Technological overview¶

A novel design concept for an SBSP system was developed throughout the course of the year. The system is composed of the following components:

A solar mirror in geostationary orbit, which focuses solar energy into a highly-concentrated beam
A solar-pumped free-electron maser, which converts the concentrated solar beam into microwaves
A series of terrestrial receivers to receive the delivered energy on Earth

A composite parabolic reflector design was chosen for the solar mirror, due to its proven capabilities in producing concentrated solar energy in solar furnaces^[1] and in the successful past deployments of large mirrors in space^[2]. The reflector is composed of small, flexible segments, which can be folded during launch and deployed to their full size in orbit. Autonomous lock mechanisms would allow the individual segments to join together into one, as shown in Figure 1. Large power collection areas can be achieved in this manner, without the need to launch the mirror in one piece, which would require unrealistically large payload bays.

A CG render of computer model of spacecraft mirror — Figure 1:CAD model of spacecraft solar mirror

The beam power is then fed into a free-electron maser, as shown in Figure 2. A photon-enhanced thermionic emission (PETE) cathode is utilized as an electron source, combining photoelectric and thermionic emission to maximize efficiency, improving efficiency beyond the highest experimentally-achieved thermionic efficiencies of around 25% Yarygin, 2012. PETE has been theoretically speculated to be capable of achieving up to 70% efficiency Segev et al., 2015, although this has not been experimentally proven. In principle, it may be possible to achieve even higher efficiencies, since the thermionic efficiency is not subject to the Shockley-Queisser limit for photovoltaic panels, which constrains maximum efficiencies of around 33% Rühle, 2016. Instead, its theoretical efficiency is capped by the Carnot limit Granet et al., 2020; assuming the cold anode is shielded from the Sun, it may be able to reach temperatures as low as $T_c = \text{77 K}$ ^[3], which can be further reduced by cryogenic cooling prior to launch. With a hot cathode operating temperature of $T_h = \text{2000 K}$ , the Carnot limit $\Gamma = 1 - T_c/T_h$ predicts an efficiency of close to 96%, far above that of conventional solar panels.

### Data listing

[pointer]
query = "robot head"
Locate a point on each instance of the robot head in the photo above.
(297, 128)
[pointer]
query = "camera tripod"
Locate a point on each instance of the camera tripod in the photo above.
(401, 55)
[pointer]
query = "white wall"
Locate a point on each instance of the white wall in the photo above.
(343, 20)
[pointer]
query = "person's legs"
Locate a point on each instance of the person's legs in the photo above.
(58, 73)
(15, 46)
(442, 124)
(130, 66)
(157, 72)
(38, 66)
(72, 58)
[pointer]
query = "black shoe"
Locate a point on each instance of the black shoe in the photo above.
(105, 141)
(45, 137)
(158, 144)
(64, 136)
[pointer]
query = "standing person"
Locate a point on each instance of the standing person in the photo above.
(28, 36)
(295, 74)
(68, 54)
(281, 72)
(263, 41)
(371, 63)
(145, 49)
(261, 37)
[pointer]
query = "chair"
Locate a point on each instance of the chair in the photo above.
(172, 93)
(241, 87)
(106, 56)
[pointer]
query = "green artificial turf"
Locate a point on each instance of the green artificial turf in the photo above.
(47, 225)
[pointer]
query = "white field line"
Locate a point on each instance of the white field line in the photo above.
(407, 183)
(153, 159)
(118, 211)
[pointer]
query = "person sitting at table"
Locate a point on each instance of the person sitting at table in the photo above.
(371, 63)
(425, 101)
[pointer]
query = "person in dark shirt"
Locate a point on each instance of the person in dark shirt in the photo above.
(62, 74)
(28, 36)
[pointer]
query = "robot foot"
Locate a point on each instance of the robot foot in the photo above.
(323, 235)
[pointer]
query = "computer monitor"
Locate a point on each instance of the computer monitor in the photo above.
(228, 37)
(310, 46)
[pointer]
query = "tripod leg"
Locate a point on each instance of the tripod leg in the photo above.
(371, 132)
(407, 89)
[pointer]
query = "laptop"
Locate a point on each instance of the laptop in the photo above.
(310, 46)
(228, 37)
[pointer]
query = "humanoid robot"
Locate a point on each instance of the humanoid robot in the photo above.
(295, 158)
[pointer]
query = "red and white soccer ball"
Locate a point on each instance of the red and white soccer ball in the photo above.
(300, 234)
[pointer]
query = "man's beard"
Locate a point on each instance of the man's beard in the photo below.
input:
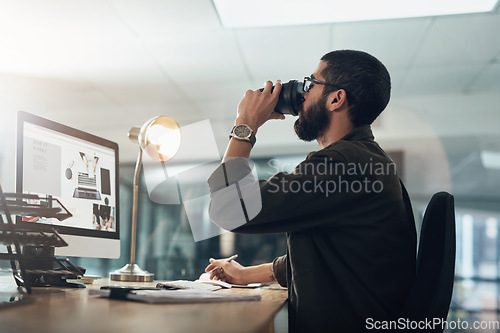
(313, 122)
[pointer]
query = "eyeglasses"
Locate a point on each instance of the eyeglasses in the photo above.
(308, 84)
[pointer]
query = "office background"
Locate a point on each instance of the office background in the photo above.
(106, 66)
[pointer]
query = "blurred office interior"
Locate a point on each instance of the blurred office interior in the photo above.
(106, 66)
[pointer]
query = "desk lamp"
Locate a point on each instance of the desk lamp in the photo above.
(160, 137)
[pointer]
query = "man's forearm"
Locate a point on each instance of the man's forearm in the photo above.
(259, 274)
(237, 148)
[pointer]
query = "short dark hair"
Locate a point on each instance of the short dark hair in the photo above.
(364, 78)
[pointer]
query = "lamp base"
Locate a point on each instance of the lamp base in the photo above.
(131, 273)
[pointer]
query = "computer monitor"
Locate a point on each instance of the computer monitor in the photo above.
(81, 171)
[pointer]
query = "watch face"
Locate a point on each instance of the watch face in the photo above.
(242, 131)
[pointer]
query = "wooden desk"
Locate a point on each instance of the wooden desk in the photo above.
(73, 310)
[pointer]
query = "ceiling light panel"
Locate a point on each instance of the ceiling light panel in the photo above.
(258, 13)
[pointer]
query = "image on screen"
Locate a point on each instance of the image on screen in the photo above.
(78, 169)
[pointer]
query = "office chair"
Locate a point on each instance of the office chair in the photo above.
(430, 296)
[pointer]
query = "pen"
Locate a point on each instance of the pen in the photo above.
(231, 258)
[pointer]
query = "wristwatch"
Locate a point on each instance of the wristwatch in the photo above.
(244, 133)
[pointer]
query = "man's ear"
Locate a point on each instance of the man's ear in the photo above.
(337, 100)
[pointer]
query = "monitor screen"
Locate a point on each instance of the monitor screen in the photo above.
(81, 171)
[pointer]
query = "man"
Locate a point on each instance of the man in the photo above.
(351, 242)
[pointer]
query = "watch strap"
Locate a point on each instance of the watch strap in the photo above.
(252, 138)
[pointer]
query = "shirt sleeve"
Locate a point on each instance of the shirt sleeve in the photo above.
(279, 269)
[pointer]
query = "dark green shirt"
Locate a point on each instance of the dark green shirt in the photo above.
(351, 247)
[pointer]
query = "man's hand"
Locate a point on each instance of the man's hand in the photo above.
(257, 106)
(233, 272)
(230, 272)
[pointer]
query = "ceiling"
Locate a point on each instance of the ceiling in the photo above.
(105, 66)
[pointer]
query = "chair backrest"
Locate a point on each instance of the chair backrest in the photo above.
(431, 293)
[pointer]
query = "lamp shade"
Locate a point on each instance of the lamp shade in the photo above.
(159, 137)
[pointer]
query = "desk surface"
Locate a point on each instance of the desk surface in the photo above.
(73, 310)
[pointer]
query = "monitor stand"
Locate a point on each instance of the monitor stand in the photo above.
(39, 262)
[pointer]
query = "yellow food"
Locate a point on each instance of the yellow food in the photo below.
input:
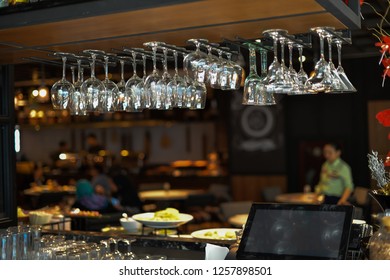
(21, 213)
(169, 214)
(220, 235)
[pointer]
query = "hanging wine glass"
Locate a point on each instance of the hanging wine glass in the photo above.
(337, 84)
(252, 81)
(293, 75)
(214, 67)
(121, 101)
(161, 86)
(132, 82)
(62, 89)
(111, 92)
(340, 69)
(128, 253)
(231, 74)
(287, 83)
(275, 79)
(197, 61)
(77, 101)
(139, 101)
(264, 97)
(187, 82)
(151, 81)
(302, 76)
(177, 86)
(92, 88)
(320, 79)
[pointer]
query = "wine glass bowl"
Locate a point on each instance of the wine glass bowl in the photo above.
(92, 88)
(61, 90)
(320, 79)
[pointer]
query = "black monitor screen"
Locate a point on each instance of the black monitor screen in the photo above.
(291, 231)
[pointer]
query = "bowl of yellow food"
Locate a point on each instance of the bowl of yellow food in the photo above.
(168, 218)
(216, 233)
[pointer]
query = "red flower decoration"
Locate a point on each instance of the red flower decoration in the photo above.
(347, 1)
(383, 117)
(384, 45)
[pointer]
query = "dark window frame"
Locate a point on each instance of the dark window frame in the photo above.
(8, 213)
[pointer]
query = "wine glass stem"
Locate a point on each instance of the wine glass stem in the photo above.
(252, 60)
(229, 56)
(175, 57)
(275, 48)
(282, 52)
(73, 74)
(144, 64)
(165, 65)
(300, 50)
(63, 67)
(79, 70)
(322, 46)
(263, 56)
(290, 49)
(93, 66)
(122, 62)
(329, 39)
(134, 63)
(106, 66)
(154, 59)
(339, 52)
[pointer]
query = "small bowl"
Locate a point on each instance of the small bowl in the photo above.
(130, 225)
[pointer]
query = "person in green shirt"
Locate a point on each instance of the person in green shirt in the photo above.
(335, 182)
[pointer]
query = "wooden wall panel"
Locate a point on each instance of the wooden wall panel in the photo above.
(250, 187)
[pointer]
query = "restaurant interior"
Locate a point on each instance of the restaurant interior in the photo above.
(213, 163)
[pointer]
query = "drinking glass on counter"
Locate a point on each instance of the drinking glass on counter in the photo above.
(62, 89)
(111, 92)
(92, 88)
(133, 104)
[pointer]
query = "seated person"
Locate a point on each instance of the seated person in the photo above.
(127, 193)
(88, 200)
(101, 182)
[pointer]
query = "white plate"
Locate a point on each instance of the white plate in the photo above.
(145, 219)
(215, 233)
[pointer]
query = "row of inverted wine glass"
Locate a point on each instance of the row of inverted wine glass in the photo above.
(259, 90)
(218, 72)
(19, 242)
(324, 78)
(150, 92)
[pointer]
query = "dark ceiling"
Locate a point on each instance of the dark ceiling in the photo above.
(363, 45)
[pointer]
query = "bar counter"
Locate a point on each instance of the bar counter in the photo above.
(182, 247)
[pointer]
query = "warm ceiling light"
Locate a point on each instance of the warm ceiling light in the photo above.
(42, 92)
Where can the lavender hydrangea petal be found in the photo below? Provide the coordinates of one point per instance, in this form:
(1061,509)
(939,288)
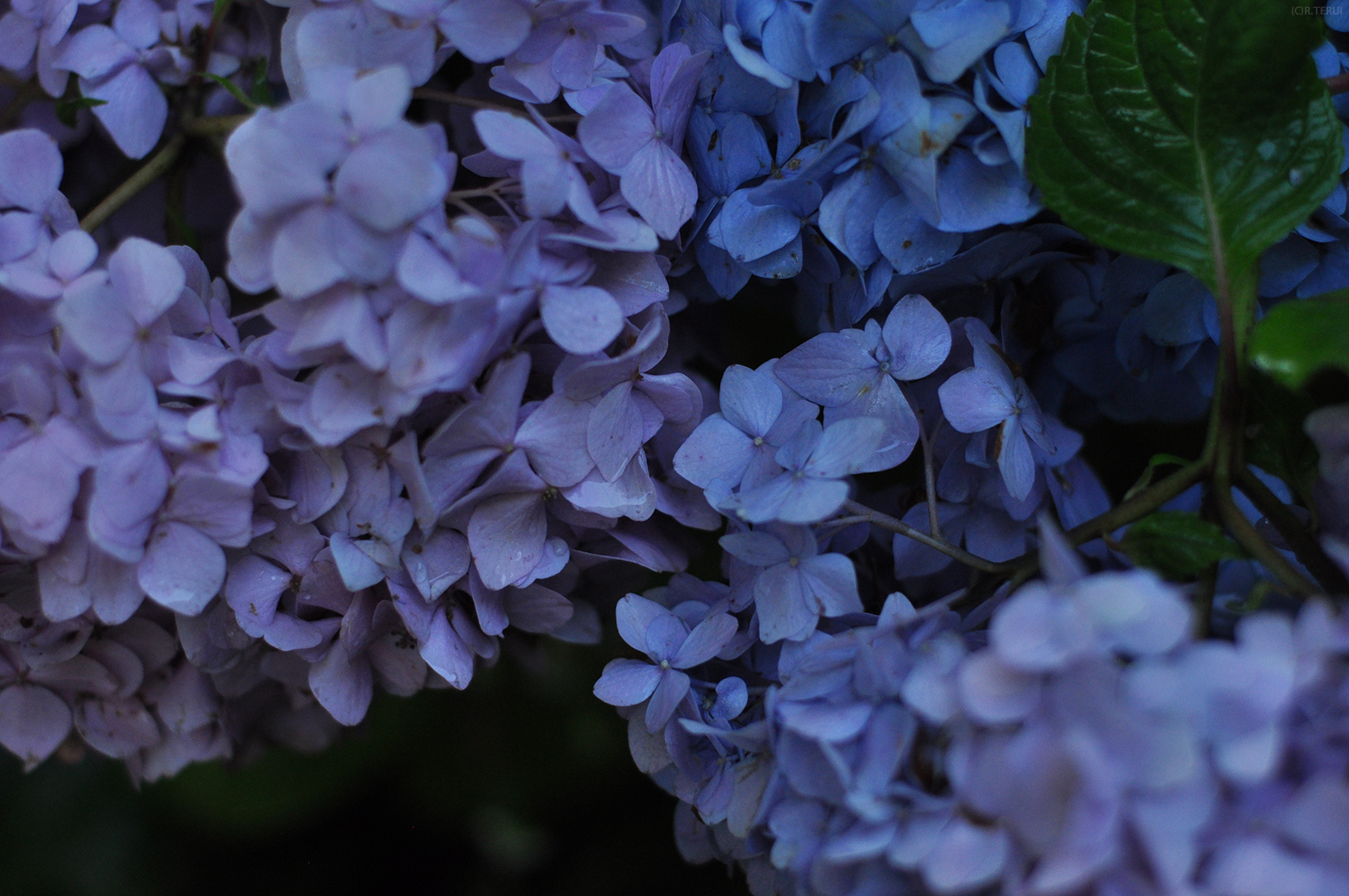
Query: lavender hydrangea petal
(33,723)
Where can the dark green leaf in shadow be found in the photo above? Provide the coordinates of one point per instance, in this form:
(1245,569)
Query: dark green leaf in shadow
(1297,339)
(1178,544)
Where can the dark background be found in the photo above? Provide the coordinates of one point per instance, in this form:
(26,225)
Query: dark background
(520,784)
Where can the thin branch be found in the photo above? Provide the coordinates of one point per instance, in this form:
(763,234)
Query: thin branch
(1247,536)
(1140,505)
(886,521)
(25,93)
(1303,545)
(145,176)
(467,101)
(930,475)
(214,124)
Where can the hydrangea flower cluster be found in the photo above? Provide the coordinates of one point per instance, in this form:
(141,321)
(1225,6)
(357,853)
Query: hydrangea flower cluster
(1083,743)
(426,438)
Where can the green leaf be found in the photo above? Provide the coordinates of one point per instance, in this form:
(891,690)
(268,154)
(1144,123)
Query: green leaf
(69,107)
(1297,339)
(235,91)
(261,93)
(1178,544)
(1188,131)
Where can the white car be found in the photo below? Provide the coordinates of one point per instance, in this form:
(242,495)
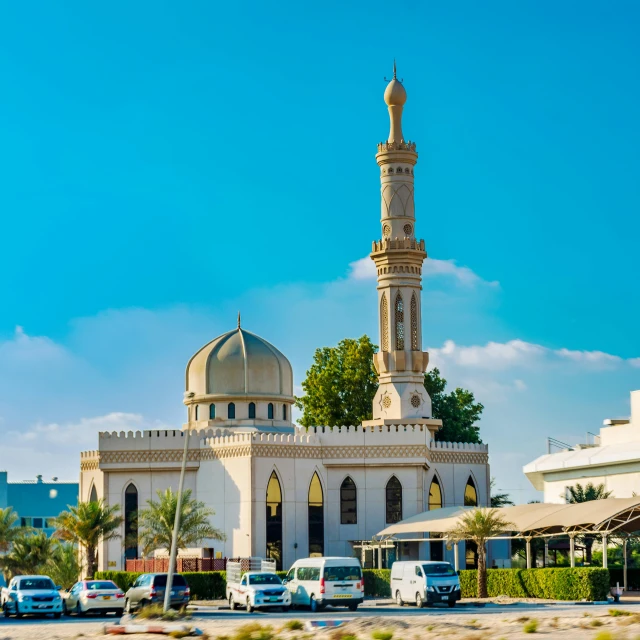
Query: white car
(258,590)
(94,596)
(35,595)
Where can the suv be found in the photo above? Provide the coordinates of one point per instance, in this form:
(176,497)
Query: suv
(149,588)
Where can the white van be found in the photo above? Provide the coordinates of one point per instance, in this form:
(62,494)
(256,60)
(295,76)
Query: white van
(424,583)
(317,582)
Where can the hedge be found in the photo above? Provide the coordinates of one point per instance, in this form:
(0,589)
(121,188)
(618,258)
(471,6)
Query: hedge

### Aim of the task
Render this sentence from the technological overview into Spanish: "The reflector is composed of small, flexible segments, which can be folded during launch and deployed to their full size in orbit." The listing bears no relation to the technological overview.

### Output of the task
El reflector está compuesto por segmentos pequeños y flexibles, que pueden plegarse durante el lanzamiento y desplegarse hasta su tamaño completo en órbita.